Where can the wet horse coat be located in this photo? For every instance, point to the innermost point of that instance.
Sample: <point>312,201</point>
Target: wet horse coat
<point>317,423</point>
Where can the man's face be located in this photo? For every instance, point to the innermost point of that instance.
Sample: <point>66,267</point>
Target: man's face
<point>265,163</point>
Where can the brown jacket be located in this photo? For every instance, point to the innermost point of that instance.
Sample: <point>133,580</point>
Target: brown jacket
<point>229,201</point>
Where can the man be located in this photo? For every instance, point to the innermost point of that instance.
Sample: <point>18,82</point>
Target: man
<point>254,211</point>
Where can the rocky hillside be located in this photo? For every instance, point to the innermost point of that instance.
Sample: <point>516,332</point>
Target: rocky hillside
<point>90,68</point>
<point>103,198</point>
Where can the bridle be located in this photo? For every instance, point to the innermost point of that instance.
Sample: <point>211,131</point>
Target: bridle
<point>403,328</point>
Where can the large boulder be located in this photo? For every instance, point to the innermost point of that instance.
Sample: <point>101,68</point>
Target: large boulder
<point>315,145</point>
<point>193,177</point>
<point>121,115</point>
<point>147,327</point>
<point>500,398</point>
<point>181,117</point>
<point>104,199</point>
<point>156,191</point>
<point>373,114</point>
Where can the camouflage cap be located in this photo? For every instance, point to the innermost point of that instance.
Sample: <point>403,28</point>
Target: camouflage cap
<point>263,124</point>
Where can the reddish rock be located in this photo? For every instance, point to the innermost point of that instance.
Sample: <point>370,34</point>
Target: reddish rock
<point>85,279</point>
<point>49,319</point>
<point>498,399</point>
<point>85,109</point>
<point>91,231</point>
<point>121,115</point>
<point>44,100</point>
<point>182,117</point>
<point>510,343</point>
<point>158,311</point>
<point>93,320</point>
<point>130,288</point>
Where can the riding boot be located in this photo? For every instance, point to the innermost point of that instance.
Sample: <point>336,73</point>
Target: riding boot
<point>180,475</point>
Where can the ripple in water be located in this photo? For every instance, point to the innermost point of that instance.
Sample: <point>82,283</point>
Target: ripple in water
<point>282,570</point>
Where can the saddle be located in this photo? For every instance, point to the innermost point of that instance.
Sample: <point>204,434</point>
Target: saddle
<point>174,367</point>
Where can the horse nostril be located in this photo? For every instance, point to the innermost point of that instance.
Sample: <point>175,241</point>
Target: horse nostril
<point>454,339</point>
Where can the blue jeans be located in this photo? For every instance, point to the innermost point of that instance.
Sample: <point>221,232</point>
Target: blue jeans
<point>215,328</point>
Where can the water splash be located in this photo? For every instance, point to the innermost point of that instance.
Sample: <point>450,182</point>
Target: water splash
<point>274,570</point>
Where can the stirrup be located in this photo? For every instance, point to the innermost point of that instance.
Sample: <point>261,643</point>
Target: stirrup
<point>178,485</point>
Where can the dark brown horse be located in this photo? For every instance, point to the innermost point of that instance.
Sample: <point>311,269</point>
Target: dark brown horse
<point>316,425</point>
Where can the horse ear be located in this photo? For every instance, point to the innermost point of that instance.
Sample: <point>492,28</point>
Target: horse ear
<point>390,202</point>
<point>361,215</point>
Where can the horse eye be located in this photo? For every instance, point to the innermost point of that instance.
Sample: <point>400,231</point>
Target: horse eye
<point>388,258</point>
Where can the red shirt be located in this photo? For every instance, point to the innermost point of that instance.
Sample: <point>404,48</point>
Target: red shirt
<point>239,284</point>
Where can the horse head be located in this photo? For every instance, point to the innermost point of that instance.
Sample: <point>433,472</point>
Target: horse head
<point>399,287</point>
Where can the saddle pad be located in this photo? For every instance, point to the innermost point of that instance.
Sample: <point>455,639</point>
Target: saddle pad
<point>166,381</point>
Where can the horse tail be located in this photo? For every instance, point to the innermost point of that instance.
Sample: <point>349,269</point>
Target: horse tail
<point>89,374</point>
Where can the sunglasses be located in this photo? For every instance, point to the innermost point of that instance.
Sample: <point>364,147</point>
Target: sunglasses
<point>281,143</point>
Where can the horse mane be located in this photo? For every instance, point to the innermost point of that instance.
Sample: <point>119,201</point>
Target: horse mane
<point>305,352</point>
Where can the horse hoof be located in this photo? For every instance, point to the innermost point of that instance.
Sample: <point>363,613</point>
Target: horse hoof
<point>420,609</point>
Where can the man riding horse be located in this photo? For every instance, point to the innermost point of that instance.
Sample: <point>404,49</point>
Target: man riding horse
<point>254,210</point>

++++

▸ **To be done**: Turn the items above into a two-column CSV with the header row text,answer and one row per item. Put the item's full wording in one quoted field and its answer in the other, with any line breaks inside a field replaced by spaces.

▸ **Output of the exercise**:
text,answer
"Where can the wet horse coat be located in this photo? For every instance, point to the innermost point of that instance. Sample: <point>312,201</point> Target: wet horse coat","<point>317,423</point>"
"Where can the man's face be located in this photo? For every instance, point to the innermost point of that instance. Sample: <point>66,267</point> Target: man's face","<point>265,163</point>"
"Where can the brown jacket be located in this photo? For every instance, point to the innermost point of that instance. Sample: <point>133,580</point> Target: brown jacket","<point>229,201</point>"
"Where can the man be located in this photo? For every instance, point to the innermost point of that instance. Sample: <point>18,82</point> Target: man","<point>254,211</point>"
"Where can the rocky hillside be located in this photo? For every instance, point to the innermost point of that instance. Sample: <point>516,332</point> Target: rocky hillside","<point>90,68</point> <point>103,198</point>"
"Where can the bridle be located in this photo? For every instance, point to the innermost point of that instance. Sample: <point>211,131</point> Target: bridle","<point>403,328</point>"
"Where can the large boulder be located in this photo? For every instance, point to the innermost point of that instance. Sample: <point>101,68</point> Target: large boulder","<point>315,145</point> <point>193,177</point> <point>121,115</point> <point>147,327</point> <point>500,398</point> <point>181,117</point> <point>104,199</point> <point>156,191</point> <point>373,114</point>"
"Where can the camouflage cap be located in this photo? For every instance, point to the innermost point of that instance. Sample: <point>403,28</point> Target: camouflage cap","<point>263,124</point>"
"Where can the reddish rock be located in this photo? For every instance, point to the innermost point of that instance. Sample: <point>370,34</point> Target: reddish rock","<point>85,279</point> <point>49,319</point> <point>498,399</point> <point>85,109</point> <point>91,231</point> <point>121,115</point> <point>44,100</point> <point>182,117</point> <point>510,343</point> <point>158,311</point> <point>93,320</point> <point>130,288</point>"
"Where can the riding boot be located in this photo? For every instance, point to the innermost point of that instance. Sample: <point>336,73</point> Target: riding boot","<point>180,475</point>"
"Where can the ripple in water be located in this photo? For every instance, point to the innermost point of that instance. Sample: <point>82,283</point> Target: ripple in water","<point>282,570</point>"
"Where can the saddle be located in this photo? For every instance, point to the innermost point of that instance. Sample: <point>204,434</point> Target: saddle","<point>174,367</point>"
"Where can the horse nostril be located in this photo? For every instance, point to the innermost point of that instance. Sample: <point>175,241</point> Target: horse nostril","<point>454,339</point>"
"Where can the blue jeans be located in this photo? For every instance, point to the innermost point of that instance. Sample: <point>221,232</point> Target: blue jeans","<point>215,328</point>"
"Where can the water splash be located in this photo? For every instance, point to the innermost point of that instance. Sample: <point>450,182</point> Target: water splash","<point>274,570</point>"
"Where can the stirrup be located in this photo? For every instance, point to the innermost point of that instance. Sample: <point>261,643</point> Target: stirrup","<point>178,485</point>"
"Where can the dark brown horse be located in this photo? For every instance, point to the innermost point of that instance. Sample: <point>311,269</point> Target: dark brown horse","<point>316,425</point>"
"Where can the horse ear be located in this photo? For every instance, point to the innermost point of that instance. Sample: <point>492,28</point> Target: horse ear","<point>390,202</point> <point>361,215</point>"
"Where can the horse eye be located in this photo? For every instance, point to the innermost point of that instance. Sample: <point>400,231</point> Target: horse eye","<point>388,258</point>"
"Where can the red shirt be located in this photo? For every instance, point to the innermost point of that instance. Sample: <point>404,48</point> Target: red shirt","<point>239,284</point>"
"Where can the horse head be located in this photo? For every instance, point to the innermost point of that instance. Sample: <point>433,472</point> Target: horse head","<point>399,287</point>"
"Where can the saddle pad be located in this photo? For every instance, point to the innermost point of that instance. Sample: <point>455,639</point> Target: saddle pad","<point>166,381</point>"
"Where can the horse tail be located in this photo? For every instance, point to the innermost point of that instance. Sample: <point>349,269</point> Target: horse tail","<point>89,374</point>"
"Where can the sunglasses be located in this photo? For every instance, point to the innermost point of that instance. Sample: <point>364,147</point> Target: sunglasses","<point>281,143</point>"
"Where can the horse mane be located in this photo? For every instance, point to the innermost point of that instance. Sample: <point>119,201</point> Target: horse mane","<point>305,352</point>"
"Where can the horse hoof be located in this photo? For every instance, point to the innermost point of that instance. Sample: <point>363,613</point> Target: horse hoof","<point>420,609</point>"
"Where can the man riding horse be located in this photo? For every instance, point to the innermost point of that instance. Sample: <point>404,49</point> Target: man riding horse","<point>254,210</point>"